Extract provided:
● ● ● ●

Poor BBB standing. Significant complaints.
Reviews were posted naturally over time.
License information could not be confirmed.
Doris D. contracted with SunEdison in December 2014 to install a solar system on her Fresno home. The installer promised a February 2015 start but did not begin putting panels on the roof until January 2016, and by the end of October 2017 the panels were in place while most of her roof tiles lay cracked. She has called SunEdison roughly 20 times, including a call last month, and kept getting promised callbacks that never came. With SunEdison in bankruptcy and no meaningful response, she has drafted a certified letter notifying them she intends to remove the panels, store them beside the house, and will not accept responsibility if they are stolen. She continues to investigate her legal and practical options.
D S. leased a rooftop solar array for their home and quickly ran into trouble. A salesperson promised much higher panel output than the system ever delivered, and they spent months on the phone with customer service — which they found repeatedly inept — trying to get answers. After a year of back-and-forth they renegotiated the lease, but the panels still only produce about one-quarter of the original projection. Attempts to have the hardware inspected stalled when the company entered Chapter 11, leaving no one available to diagnose the underperformance. To make matters worse, the roofing contractor who replaced tiles after the panel installation did a poor job; now two full rows of tiles shift whenever the wind picks up. Their bottom-line image: a badly underperforming system, no support because of bankruptcy, and a roof that now moves in the breeze — a combination they warn others to avoid.
Patrick M. went into a long-term solar lease expecting lower bills but ended up with a leaking roof and no help. After the company’s crew finished the installation, he discovered water coming through his roof and found local roofers unwilling to touch repairs because the panels were in place. His electric costs didn’t fall — summer bills ticked from about $500 to $540, while winter bills jumped sharply from roughly $80 to $265. For two years he lodged complaints and never had a single company representative visit his home; the installer even left a temporary meter on the house before the utility installed theirs and never retrieved it. Now locked into a 20-year lease, he feels trapped, frustrated that he can’t remove the system or get the company to resolve the problems.

● ● ● ●

Data records:
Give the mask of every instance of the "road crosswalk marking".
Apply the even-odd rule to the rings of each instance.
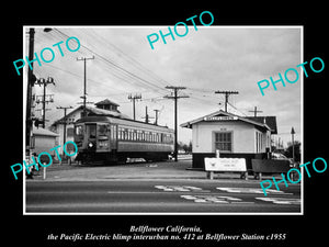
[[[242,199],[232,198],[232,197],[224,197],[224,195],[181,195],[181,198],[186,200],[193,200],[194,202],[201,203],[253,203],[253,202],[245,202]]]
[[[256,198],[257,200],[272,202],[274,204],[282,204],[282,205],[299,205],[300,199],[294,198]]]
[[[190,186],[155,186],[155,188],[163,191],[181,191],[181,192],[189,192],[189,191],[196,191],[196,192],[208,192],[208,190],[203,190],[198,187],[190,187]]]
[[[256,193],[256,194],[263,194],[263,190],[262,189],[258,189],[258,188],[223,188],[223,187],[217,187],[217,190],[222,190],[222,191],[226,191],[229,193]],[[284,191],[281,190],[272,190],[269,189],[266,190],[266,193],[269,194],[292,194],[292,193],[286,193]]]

● ● ● ●

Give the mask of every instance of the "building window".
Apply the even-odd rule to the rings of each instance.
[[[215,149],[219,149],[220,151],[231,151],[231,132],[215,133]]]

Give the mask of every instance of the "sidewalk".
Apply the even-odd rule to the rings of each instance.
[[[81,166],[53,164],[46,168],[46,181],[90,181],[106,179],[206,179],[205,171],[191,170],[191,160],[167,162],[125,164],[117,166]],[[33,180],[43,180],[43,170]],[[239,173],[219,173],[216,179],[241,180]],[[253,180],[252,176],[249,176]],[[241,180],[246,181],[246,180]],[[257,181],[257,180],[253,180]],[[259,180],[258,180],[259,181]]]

● ● ● ●

Required work:
Answer these from the solar customer complaints:
(a) In what month and year did Doris D. contract with SunEdison?
(b) About what share of the original projection do D S.'s panels produce after the lease was renegotiated?
(c) How many years does Patrick M.'s lease run?

Output:
(a) December 2014
(b) About one-quarter
(c) 20 years